▸ **FRAGMENTO DADO**
╭──
18 días de paro nacional ¿El diálogo de los oprimidos?

 

 

18 días de paro nacional
¿El diálogo de los oprimidos?

 


Por: Luis Fernando Ávila Linzán.

Foto por: Vilmatraca




I

La falacia del consenso racional

Una de las frases más importantes que escuché respecto de la lucha de los pueblos indígenas fue con ocasión de una conferencia de Bartolomé Clavero, español que, no obstante, ha trabajado varias décadas las posturas más progresistas en el mundo sobre la interculturalidad y el proceso de resistencia en nuestra América. Dijo en el auditorio de la Corte Constitucional en 2013: “si los indígenas han tenido el pie del conquistador en su cuello 500 años, no esperen que lo primera que haga cuando se libere es abrazar a su opresor”. Por supuesto, esto no significa que se apruebe la violencia, no porque sea moralmente mala en sí misma, sino porque suele ser poco efectiva para consolidar las conquistas sociales. La violencia en todas sus formas es sólo una cortina de humo que prolonga la dominación en manos de quienes detentan el poder de turno.

Tampoco funciona la simple racionalización idealista de la realidad social representada en las instituciones al estilo Weber-Hegel. Los cambios sociales surgen de grandes acuerdos sociales y políticos, y como resultado del necesario antagonismo histórico entre dominación y liberación, entre gobierno y resistencia; entre acumulación capitalista y comunitarismo solidario. Así, es el reconocimiento el motor de la historia, y la lucha de clases el combustible que lo mueve toda hacia el futuro.
╰──
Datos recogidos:
╭──
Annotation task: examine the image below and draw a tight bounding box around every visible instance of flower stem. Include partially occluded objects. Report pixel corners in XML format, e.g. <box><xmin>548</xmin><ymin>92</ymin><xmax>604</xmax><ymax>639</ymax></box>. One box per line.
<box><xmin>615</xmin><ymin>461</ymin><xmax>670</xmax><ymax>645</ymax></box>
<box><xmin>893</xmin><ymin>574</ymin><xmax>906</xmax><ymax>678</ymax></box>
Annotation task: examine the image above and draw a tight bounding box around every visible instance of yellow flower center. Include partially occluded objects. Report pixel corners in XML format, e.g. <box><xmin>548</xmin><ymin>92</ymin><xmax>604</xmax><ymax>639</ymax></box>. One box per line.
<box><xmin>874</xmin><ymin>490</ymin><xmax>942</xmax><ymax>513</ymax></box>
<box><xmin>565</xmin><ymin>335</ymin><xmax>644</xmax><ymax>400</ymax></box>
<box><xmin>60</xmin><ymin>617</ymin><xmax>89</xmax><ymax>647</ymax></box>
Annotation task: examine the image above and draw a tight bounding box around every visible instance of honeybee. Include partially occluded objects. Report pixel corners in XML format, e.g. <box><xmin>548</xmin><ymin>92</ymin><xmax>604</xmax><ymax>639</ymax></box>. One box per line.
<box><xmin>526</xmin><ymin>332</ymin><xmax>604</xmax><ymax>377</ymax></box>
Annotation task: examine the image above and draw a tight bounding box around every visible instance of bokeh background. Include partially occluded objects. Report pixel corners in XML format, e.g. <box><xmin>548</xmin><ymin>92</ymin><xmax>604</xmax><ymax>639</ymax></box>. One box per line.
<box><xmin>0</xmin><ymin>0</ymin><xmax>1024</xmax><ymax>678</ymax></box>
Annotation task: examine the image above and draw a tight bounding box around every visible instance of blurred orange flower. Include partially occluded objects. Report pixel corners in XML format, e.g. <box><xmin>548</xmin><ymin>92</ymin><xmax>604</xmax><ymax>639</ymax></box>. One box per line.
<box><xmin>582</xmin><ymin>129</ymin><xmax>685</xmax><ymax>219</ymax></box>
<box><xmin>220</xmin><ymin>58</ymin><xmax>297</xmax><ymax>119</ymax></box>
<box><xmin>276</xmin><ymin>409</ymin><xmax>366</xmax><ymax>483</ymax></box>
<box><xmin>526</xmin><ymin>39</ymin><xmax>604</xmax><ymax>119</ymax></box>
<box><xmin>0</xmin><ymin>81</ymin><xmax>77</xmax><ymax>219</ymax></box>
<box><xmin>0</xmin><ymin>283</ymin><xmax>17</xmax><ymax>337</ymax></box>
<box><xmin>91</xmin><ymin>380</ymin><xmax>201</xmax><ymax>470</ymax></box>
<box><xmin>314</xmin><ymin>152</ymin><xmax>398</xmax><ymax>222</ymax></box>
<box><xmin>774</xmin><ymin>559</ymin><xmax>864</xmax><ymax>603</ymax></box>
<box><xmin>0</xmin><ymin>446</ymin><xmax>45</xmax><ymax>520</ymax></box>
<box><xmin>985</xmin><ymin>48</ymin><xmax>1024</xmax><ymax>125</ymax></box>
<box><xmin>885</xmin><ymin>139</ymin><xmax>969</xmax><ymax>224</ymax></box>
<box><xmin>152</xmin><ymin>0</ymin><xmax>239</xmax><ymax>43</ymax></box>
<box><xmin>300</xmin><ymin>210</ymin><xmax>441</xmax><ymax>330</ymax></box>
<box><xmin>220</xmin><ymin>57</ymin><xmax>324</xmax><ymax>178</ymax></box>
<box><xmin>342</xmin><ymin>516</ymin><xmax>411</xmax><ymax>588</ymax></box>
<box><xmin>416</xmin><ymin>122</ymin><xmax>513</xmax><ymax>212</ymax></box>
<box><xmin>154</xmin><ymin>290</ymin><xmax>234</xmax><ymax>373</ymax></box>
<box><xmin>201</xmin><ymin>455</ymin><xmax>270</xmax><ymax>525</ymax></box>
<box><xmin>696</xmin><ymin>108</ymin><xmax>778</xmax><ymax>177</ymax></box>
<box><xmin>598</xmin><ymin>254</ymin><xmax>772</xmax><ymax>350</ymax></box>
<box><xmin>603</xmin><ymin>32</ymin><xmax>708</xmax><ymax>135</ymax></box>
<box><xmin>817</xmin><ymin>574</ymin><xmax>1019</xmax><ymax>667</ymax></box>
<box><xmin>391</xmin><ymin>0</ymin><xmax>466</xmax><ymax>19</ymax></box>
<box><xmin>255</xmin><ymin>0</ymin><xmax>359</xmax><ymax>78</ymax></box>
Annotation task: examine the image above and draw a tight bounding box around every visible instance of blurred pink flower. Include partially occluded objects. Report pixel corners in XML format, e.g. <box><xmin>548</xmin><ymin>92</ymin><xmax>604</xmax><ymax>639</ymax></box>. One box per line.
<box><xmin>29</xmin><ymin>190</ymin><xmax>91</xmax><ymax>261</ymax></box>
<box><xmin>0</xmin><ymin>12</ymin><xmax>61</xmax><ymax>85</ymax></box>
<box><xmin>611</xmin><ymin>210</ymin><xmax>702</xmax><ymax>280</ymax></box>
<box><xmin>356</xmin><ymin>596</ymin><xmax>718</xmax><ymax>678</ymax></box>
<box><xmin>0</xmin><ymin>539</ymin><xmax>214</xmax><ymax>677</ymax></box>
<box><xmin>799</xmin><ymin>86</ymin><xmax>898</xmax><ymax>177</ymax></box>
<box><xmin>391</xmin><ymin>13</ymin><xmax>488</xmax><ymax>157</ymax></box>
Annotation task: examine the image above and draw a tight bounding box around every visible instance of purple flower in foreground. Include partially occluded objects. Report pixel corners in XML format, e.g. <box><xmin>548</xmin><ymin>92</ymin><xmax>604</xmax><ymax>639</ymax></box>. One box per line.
╰──
▸ **SOBRE ESTA TAREA**
Sigue escribiendo el texto sobre los 18 días de paro nacional a partir de la última oración que aparece.

▸ **RESULTADO DEL EJERCICIO**
No obstante, es el discurso agónico y cartesiano de la modernidad, todo fue solucionado luego de las revoluciones liberales del Siglo XIX, el triunfo del capitalismo global luego de la Segunda Guerra Mundial y la caída del socialismo real en 1989. Se nos vendió el modelo incuestionable del Estado racional, la economía de mercado y el consumo sin límites. No por nada se le llamó a esto “Consenso de Washington”. ¿Pero fue realmente tal? Para nada, sólo tomaron el término prestado de Habermas. Así los países desarrollados sobre el cadáver insepulto del socialismo, deificaron el ideal del “consenso”, pero para sellar las capitulaciones de guerra sobre los vencidos, no como resultado de un nuevo contrato social como lo exige Boaventura de Sousa Santos. Por ello, este “consenso” es una palabra secuestrada para sellar el pacto del nuevo orden mundial desde 1990. Pero los vencidos no eran sólo los países del socialismo real y su polo imperialista representado en el Partido Comunista de la URSS, sino los países no alineados y los miles de pueblos que, alrededor del mundo, fueron víctimas del imperialismo moral y colonial de las potencias opuestas en la Guerra Fría.

A partir de este “consenso” el Estado apareció al retorno a la democracia en los países pobres como un ente incuestionable e infalible, la economía liberal como fatalmente inexorable, y el bienestar como una cuestión maleable de acuerdo a los “recursos disponibles”; mientras en los países ricos de aprovechamiento de las desiguales relaciones comerciales para asegurarse un régimen de mínimos sociales, bienestar y libertades democráticas.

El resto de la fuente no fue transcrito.